To do:
[a] In the USB passthrough thread, what hardware change was made before the problem began?
[b] Translate this sentence from the USB passthrough thread into Spanish: "Groups can switch around when devices change."
[c] Continue the USB passthrough thread from its last message.

Provided passage:
————————

Huh. You have no IOMMU kernel args set.
If you compare 0000:07:00.1 from your 100.conf to the output from pvesh you see that it belongs to the USB 3 controller.

wheat fjord
#

Yes, i need to pass that pci-e device containing a coral TPU

#

PAssing the usb port/device leads to interuptions and drops

#

I used to have it this way, as well as the other ports passed to HA

lost escarp
#

It's possible the USB 2 ports belong to that. Weird that lsusb is quiet.

wheat fjord
#

it worked earlier

#

odd

lost escarp
#

Did you change anything between? Re-plugged something, added something new, updated the kernel?

wheat fjord
#

I rebooted.

#

After some reboots some are tehre, some not

#

and it changes

lost escarp
#

I'm confused why your kernel args have no IOMMU settings.

wheat fjord
#

how do I fix that?

lost escarp
#

Depends. What does efibootmgr -v say?

wheat fjord
lost escarp
#

In your case GRUB_CMDLINE_LINUX_DEFAULT in /etc/default/grub could look something like

GRUB_CMDLINE_LINUX_DEFAULT="debug amd_iommu=on iommu=pt"
#

Also follow the module steps and then run

update-initramfs -u -k all
update-grub

and reboot.

#

I'd recommend disabling the auto start for 100 and 101 for now.

wheat fjord
#

let me try this!

#

Oh my... I think it worked for one of the devices (IZigbee dongle)

#

I still don't see the Zwave one

#

Let me see!

lost escarp
#

Not a fan of working around something like this but a PoE/Ethernet one would circumvent your issue.

wheat fjord
#

ODD! I see them at first.

But they disapear eventually

#

Like 1 minute after coming online

lost escarp
#

Are the VMs stopped?

wheat fjord
#

Let me stop them all

lost escarp
#

They might not give it back. Hence the suggestion not to start them at all for now.

wheat fjord
#

ah gotcha

#

Another reboot

lost escarp
#

My guess is currently that passing through the USB device is causing your issue.

wheat fjord
#

But it worked before replacing the 1660ti with a 3090.

#

That is the only change

#

Same PCIE port is used

lost escarp
#

0000:07:00.1 is in group 19 which includes both USB controllers and some Reserved SPP thing I don't know anything about.
Groups can switch around when devices change. I'd give the acs arg a try but let's see what happens without any VMs running first.

wheat fjord
#

Ok! This is when nothing is booted up (vms)

#

i still am missing my nortek zwave

#

its light is on ( the usb stick)

#

let me try that arg

lost escarp
#

What does lsusb -vvt say now?

#

Also try dmesg -Tw, then re-plug the zwave device and see what it says.

————————

Excerpted records:
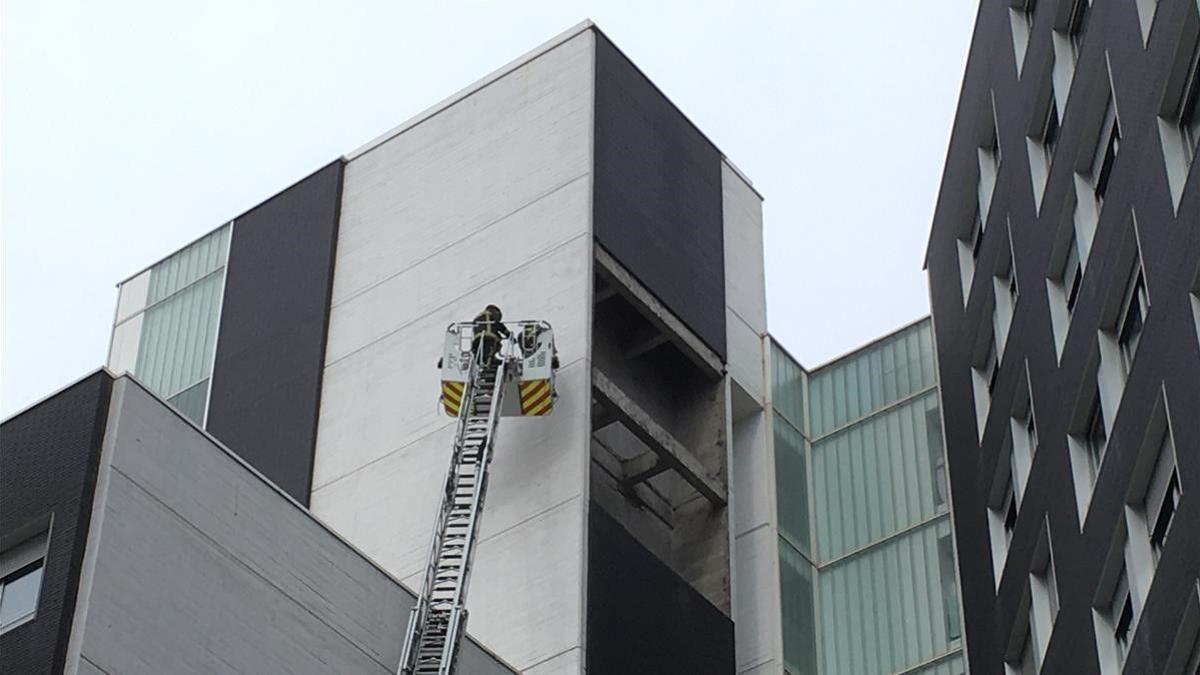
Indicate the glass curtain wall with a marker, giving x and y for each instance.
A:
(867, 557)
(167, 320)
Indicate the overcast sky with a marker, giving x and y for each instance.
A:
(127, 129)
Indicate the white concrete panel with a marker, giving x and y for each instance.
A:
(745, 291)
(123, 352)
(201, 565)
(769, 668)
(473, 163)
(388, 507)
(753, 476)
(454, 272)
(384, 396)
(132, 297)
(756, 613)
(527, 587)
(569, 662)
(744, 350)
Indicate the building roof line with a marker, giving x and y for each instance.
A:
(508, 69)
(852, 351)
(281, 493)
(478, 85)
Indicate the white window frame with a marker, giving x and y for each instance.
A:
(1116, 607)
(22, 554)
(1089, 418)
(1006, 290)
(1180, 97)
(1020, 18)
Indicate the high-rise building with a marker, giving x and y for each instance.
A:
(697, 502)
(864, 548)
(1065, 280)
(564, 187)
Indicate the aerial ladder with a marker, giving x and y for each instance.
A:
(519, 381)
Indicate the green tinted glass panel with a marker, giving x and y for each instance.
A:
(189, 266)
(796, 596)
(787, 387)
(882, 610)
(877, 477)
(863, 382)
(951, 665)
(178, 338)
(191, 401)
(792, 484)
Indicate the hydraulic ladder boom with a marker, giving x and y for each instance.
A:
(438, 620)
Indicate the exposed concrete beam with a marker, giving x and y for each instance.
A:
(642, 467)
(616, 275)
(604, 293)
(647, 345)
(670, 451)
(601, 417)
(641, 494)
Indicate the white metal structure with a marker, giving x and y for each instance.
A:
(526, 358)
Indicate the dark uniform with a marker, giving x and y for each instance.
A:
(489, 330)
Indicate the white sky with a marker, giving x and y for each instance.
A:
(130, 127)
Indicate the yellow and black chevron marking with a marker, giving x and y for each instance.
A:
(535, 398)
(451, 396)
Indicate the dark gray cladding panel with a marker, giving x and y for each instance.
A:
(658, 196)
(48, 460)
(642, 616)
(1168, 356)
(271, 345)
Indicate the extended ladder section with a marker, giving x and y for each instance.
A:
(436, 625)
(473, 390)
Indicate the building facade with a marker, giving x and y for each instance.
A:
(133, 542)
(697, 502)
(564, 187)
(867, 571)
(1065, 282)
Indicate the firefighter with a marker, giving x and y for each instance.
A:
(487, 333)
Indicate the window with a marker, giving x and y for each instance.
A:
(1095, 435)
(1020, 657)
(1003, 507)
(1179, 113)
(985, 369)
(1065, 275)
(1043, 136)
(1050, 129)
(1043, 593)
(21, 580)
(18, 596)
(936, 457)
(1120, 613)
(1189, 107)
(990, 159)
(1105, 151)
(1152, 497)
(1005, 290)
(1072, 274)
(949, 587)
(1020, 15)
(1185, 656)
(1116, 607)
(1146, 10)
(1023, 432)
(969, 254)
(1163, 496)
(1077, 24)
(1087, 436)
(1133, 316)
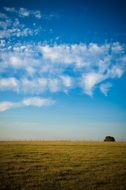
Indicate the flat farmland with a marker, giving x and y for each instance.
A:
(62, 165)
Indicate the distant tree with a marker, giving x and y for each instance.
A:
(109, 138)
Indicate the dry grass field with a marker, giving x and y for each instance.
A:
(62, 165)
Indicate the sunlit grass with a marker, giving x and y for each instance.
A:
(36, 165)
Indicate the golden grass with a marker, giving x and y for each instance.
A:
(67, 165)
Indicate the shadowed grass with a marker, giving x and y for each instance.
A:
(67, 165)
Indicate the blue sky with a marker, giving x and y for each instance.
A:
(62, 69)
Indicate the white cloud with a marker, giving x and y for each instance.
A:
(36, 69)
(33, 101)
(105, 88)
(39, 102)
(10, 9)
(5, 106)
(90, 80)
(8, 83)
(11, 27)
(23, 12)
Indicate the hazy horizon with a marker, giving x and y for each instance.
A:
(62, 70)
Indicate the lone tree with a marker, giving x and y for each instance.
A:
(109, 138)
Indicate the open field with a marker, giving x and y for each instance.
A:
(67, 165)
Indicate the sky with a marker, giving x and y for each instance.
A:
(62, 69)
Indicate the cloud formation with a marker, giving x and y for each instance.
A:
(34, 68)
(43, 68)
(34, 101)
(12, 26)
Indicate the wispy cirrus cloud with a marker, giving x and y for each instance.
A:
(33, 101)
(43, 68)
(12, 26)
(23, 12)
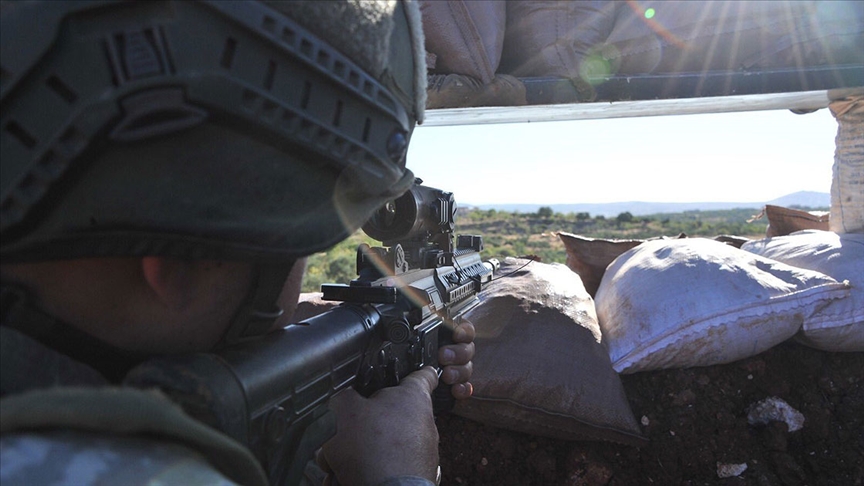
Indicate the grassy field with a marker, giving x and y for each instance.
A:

————————

Written responses:
[a] The 1660ti was replaced with a 3090.

[b] Los grupos pueden cambiar cuando cambian los dispositivos.

[c]
wheat fjord
#

root@pve:~# lsusb -vvt
/:  Bus 06.Port 1: Dev 1, Class=root_hub, Driver=xhci_hcd/4p, 10000M
    ID 1d6b:0003 Linux Foundation 3.0 root hub
    /sys/bus/usb/devices/  /dev/bus/usb/006/001
/:  Bus 05.Port 1: Dev 1, Class=root_hub, Driver=xhci_hcd/2p, 480M
    ID 1d6b:0002 Linux Foundation 2.0 root hub
    /sys/bus/usb/devices/usb5  /dev/bus/usb/005/001
/:  Bus 04.Port 1: Dev 1, Class=root_hub, Driver=xhci_hcd/4p, 10000M
    ID 1d6b:0003 Linux Foundation 3.0 root hub
    /sys/bus/usb/devices/  /dev/bus/usb/004/001
/:  Bus 03.Port 1: Dev 1, Class=root_hub, Driver=xhci_hcd/6p, 480M
    ID 1d6b:0002 Linux Foundation 2.0 root hub
    /sys/bus/usb/devices/usb3  /dev/bus/usb/003/001
    |__ Port 6: Dev 2, If 0, Class=Vendor Specific Class, Driver=, 12M
        ID 0b05:18f3 ASUSTek Computer, Inc.
        /sys/bus/usb/devices/3-6  /dev/bus/usb/003/002
    |__ Port 6: Dev 2, If 2, Class=Human Interface Device, Driver=usbhid, 12M
        ID 0b05:18f3 ASUSTek Computer, Inc.
        /sys/bus/usb/devices/3-6  /dev/bus/usb/003/002
/:  Bus 02.Port 1: Dev 1, Class=root_hub, Driver=xhci_hcd/4p, 10000M
    ID 1d6b:0003 Linux Foundation 3.0 root hub
    /sys/bus/usb/devices/  /dev/bus/usb/002/001
    |__ Port 2: Dev 2, If 0, Class=Vendor Specific Class, Driver=, 5000M
        ID 18d1:9302 Google Inc.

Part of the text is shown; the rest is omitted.